▶ _CONSIGNE_
Reformulez sous forme de liste le paragraphe du compte rendu de concert qui commence par « La scène est enfin vidée », en gardant ses faits principaux.

▶ _ARTICLE_
┄┄┄┄┄┄┄┄┄┄┄┄┄┄┄┄┄┄┄┄
Le groupe est-il sur-évalué ? Peut-être (notamment sur scène avec une retranscription assez approximative de leurs œuvres studio) mais n’en demeure pas moins un fait inébranlable : le groupe a du tube en réserve. Après un petit « Requiem In Si Minore » extrait d’Oracles (2009) le groupe déballe son principal argument : « The Violation ». Ce titre relance l’euphorie. Les têtes headbanguent, les corps suent, la respiration s’accélère. Le charisme des musiciens dans leurs habituels costards poussiéreux et en charpie prend encore plus de place sur ce titre dont le groupe connaît la réputation auprès des fans. C’est un malin plaisir qui pousse Tommaso Riccardi à hurler dans son micro afin d’invectiver encore et toujours ce public désormais tout acquis au groupe. Finalement, même si le son a été des plus qualitativement limité sur l’ensemble du spectacle, la performance scénique apporte le véritable contre-poids à ce concert. Car avec une si grosse performance sur les planches, les Italiens ont prouvé que cette place de second n’était et n’est pas volée.
Setlist :
Temptation
The Hypocrisy
The Egoism
The Deceit
Requiem In Si Minore
The Violation
In Honour of Reason
The Forsaking
La scène est enfin vidée. La batterie de Fotis « Benardo » Giannakopoulos surplombe la foule enfin dense. Deux étendards ornent les bords de scène. Au centre de celle-ci : le pied de micro du chef d’orchestre nommé Seth Siro Anton. Une scène peu renouvelée depuis un petit moment mais, à la limite, ce n’est qu’anecdotique. Celle-ci n’attend plus que ses occupants qui arrivent enfin.
Douze titres au programme de ce soir avec une avalanche de classiques en vue. « The Vampire From Nazareth » et « Communion » ouvrent la danse, sorte de véritable bal méditerranéen – égyptien ou influencé de la Grèce antique. La musique du combo percute les murs du CCO revenant, tel un boomerang, transpercer les corps. Dans cette configuration si intimiste, Septic Flesh croît comme un poisson dans l’eau. Son charismatique leader arpente la scène de manière assurée, n’ayant guère à pousser la voix dans ses prises de paroles pour s’attirer les suffrages du public. De plus; le sieur a un chouïa pris niveau masse musculaire, ce qui le rend d’autant plus imposant. Clairement, le groupe n’est pas venu les mains dans les poches et est bel et bien présent en terre lyonnaise pour à nouveau y laisser son empreinte. Cela s’annonce relativement bien parti avec le très bon « A Great Mass Of Death » auquel s’enchaîne la très accrocheuse et entraînante « Virtues Of The Beast ».
┄┄┄┄┄┄┄┄┄┄┄┄┄┄┄┄┄┄┄┄
▶ _DONNÉES FOURNIES_
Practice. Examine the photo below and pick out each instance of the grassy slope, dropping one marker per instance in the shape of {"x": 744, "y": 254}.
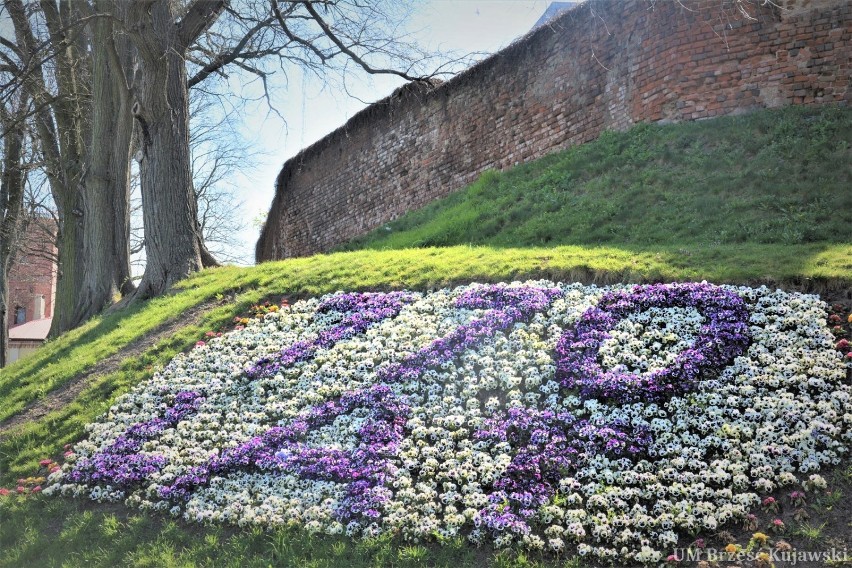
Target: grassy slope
{"x": 40, "y": 532}
{"x": 771, "y": 177}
┄┄┄┄┄┄┄┄┄┄┄┄┄┄┄┄┄┄┄┄
▶ _CORRIGÉ_
- La scène est enfin vidée.
- La batterie de Fotis « Benardo » Giannakopoulos domine une foule enfin dense.
- Deux étendards décorent les bords de la scène.
- Au centre se trouve le pied de micro de Seth Siro Anton, le chef d'orchestre.
- La scène a peu changé depuis un moment, ce qui reste anecdotique.
- Les musiciens arrivent enfin sur scène.